WRITTEN TASK. Copy the rows below, swapping every occurrence of "rough mask" for "coarse mask" and keeping everything else the same. Leave the pictures out.

DATA RECORDS.
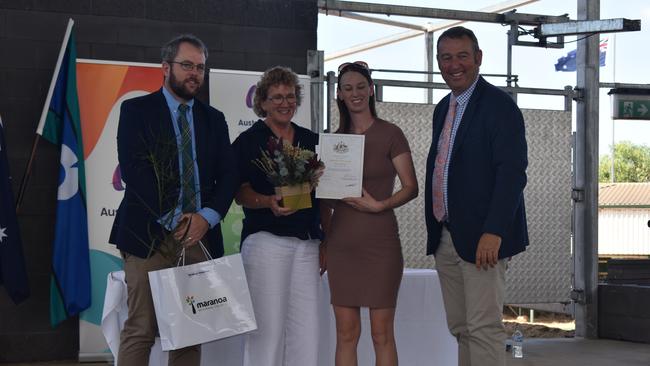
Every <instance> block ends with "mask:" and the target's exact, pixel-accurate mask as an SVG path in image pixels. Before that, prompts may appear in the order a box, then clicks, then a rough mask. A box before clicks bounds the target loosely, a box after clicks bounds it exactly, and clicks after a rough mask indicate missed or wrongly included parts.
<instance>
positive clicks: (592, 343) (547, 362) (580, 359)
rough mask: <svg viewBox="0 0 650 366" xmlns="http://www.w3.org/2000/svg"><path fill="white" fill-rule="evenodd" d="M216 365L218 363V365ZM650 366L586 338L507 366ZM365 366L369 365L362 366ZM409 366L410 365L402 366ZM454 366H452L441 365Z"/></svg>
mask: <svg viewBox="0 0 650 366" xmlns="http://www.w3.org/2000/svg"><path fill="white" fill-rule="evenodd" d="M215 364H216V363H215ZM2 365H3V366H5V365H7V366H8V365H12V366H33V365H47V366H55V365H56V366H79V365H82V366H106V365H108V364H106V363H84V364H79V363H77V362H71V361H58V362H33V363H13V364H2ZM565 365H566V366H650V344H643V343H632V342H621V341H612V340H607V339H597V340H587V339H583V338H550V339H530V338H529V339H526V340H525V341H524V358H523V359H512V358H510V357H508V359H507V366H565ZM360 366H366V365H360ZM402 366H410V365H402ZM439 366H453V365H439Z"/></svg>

THE ANSWER.
Every <instance> block ends with "mask:" and the target's exact, pixel-accurate mask as an SVG path in image pixels. Before that, prompts may appear in the order a box, then clicks, then a coarse mask. A box before clicks bounds the target loosely, a box after clicks bounds it exactly, and clicks after a coarse mask indicate missed or wrongly included parts.
<instance>
positive clicks: (592, 343) (547, 362) (580, 359)
coarse mask: <svg viewBox="0 0 650 366" xmlns="http://www.w3.org/2000/svg"><path fill="white" fill-rule="evenodd" d="M216 365L218 363V365ZM650 366L586 338L507 366ZM365 366L369 365L362 366ZM409 366L410 365L402 366ZM454 366H452L441 365Z"/></svg>
mask: <svg viewBox="0 0 650 366" xmlns="http://www.w3.org/2000/svg"><path fill="white" fill-rule="evenodd" d="M215 364H216V363H215ZM2 365H3V366H5V365H7V366H8V365H12V366H33V365H47V366H55V365H56V366H79V365H82V366H106V365H108V364H106V363H84V364H79V363H77V362H71V361H58V362H33V363H13V364H2ZM565 365H566V366H650V344H643V343H632V342H621V341H612V340H607V339H597V340H587V339H583V338H550V339H530V338H529V339H526V340H525V341H524V358H523V359H512V358H510V357H508V359H507V366H565ZM360 366H366V365H360ZM402 366H410V365H402ZM439 366H453V365H439Z"/></svg>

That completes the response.